* Exercise aim *
Return the part of the storm report that opens with the words containing "In Upper Franconia, a" and closes with "closed to traffic.", copied character for character.

* Selected passage *
++++++++++++++++++++
In North Rhine-Westphalia, the water level of the Rhine approached critical levels in Cologne, forcing boats to stay in the middle of the river while dikes were raised to prevent flooding. The federal maritime and hydrological agency issued storm surge alerts for the northern Frisian coast and Hamburg. Many trees were toppled by the wind in Saxony, causing power outages. In Regensburg, the roof of a furniture store was severely damaged, and Munich's English Garden was affected. A local train derailed in Reken due to a fallen tree, and the line in Geltendorf was blocked when another tree fell on a train at the station.

In Upper Franconia, a 43-year-old man died in a head-on collision when his car was blown into the opposite lane by wind gusts. In Ostallgäu, Bavaria, lightning struck the 15th-century church tower, sparking a fire exacerbated by the winds. The winds and snow prevented firefighters from containing the flames, and the tower eventually collapsed.

The Øresund Bridge between Denmark and Sweden was closed to traffic.

=== Belgium and France ===
In the Nord-Pas-de-Calais region, 5,800 households were left without electricity. In Calais, the ferry Berlioz broke its moorings and crossed the port before colliding with the Île de Batz, a cable layer owned by Alcatel, due to winds of 110 km/h. In Étaples, a wind turbine lost two blades. In the French Alps, 20,000 homes lost power due to winds and snow accumulations, with the departments of Haute-Savoie, Isère, and Savoie particularly affected. Météo-France issued an orange alert for Corsica as Andrea's trajectory was expected to head towards the Mediterranean. All flights to the island were canceled on the afternoon of 5 January.
++++++++++++++++++++
* Material shown *
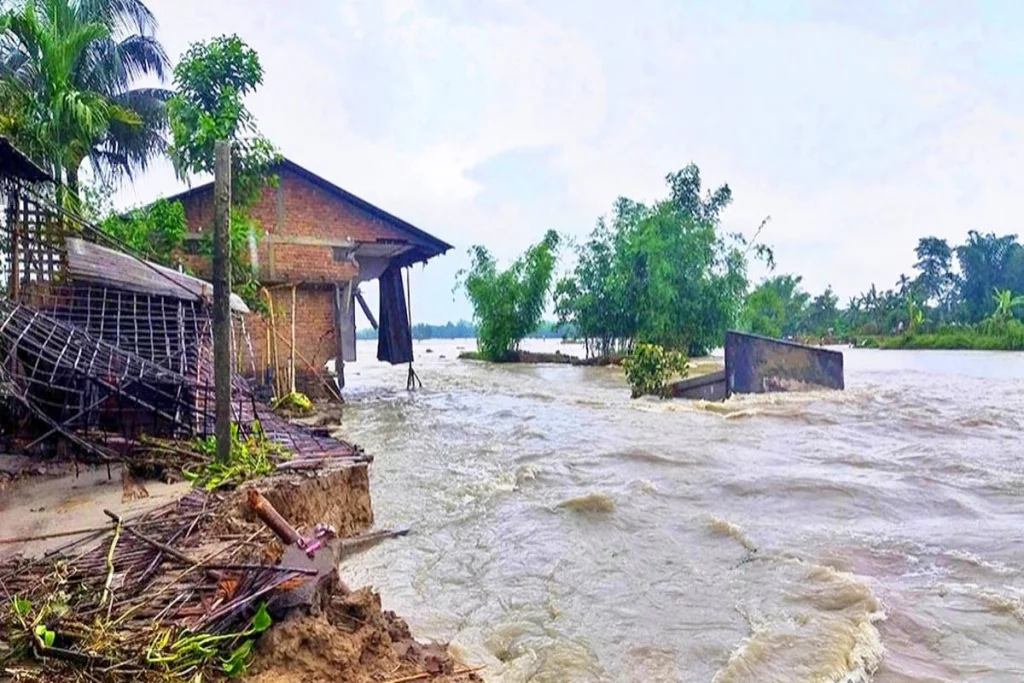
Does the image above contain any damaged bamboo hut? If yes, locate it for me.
[0,140,365,461]
[0,138,474,683]
[169,159,452,397]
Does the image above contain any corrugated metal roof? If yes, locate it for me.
[67,238,249,313]
[167,159,454,265]
[0,135,52,182]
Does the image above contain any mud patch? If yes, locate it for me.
[250,588,481,683]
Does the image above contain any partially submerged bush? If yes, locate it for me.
[181,422,291,490]
[623,344,687,398]
[273,391,313,415]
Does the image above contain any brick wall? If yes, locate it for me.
[174,165,402,394]
[182,170,403,284]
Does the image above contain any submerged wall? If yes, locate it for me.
[725,332,845,394]
[671,370,726,400]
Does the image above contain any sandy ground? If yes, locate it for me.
[0,464,189,559]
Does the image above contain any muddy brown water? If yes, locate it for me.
[331,341,1024,683]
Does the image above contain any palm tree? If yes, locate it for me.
[0,0,171,196]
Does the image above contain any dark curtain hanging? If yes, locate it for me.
[377,265,413,366]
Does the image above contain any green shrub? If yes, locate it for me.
[456,230,559,360]
[623,344,687,398]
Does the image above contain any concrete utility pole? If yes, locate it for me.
[213,140,231,463]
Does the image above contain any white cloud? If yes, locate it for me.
[110,0,1024,321]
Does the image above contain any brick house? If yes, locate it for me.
[169,159,452,395]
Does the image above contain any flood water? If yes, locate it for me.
[341,341,1024,683]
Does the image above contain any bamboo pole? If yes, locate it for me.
[213,140,231,463]
[263,287,284,397]
[273,330,344,400]
[289,285,298,393]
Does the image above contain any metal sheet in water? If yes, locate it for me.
[725,332,845,394]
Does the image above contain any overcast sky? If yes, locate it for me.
[119,0,1024,327]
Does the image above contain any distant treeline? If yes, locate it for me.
[355,321,573,339]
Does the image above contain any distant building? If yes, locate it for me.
[169,159,452,394]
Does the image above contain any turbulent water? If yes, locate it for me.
[341,341,1024,683]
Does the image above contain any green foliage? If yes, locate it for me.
[623,343,687,398]
[167,36,279,207]
[99,199,188,265]
[876,319,1024,351]
[167,36,281,310]
[739,275,811,337]
[460,230,559,360]
[0,0,170,200]
[182,422,290,490]
[555,164,771,355]
[273,391,313,415]
[988,290,1024,327]
[146,604,272,678]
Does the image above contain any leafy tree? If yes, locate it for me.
++++++++++++++++++++
* Task result *
In Upper Franconia, a 43-year-old man died in a head-on collision when his car was blown into the opposite lane by wind gusts. In Ostallgäu, Bavaria, lightning struck the 15th-century church tower, sparking a fire exacerbated by the winds. The winds and snow prevented firefighters from containing the flames, and the tower eventually collapsed.

The Øresund Bridge between Denmark and Sweden was closed to traffic.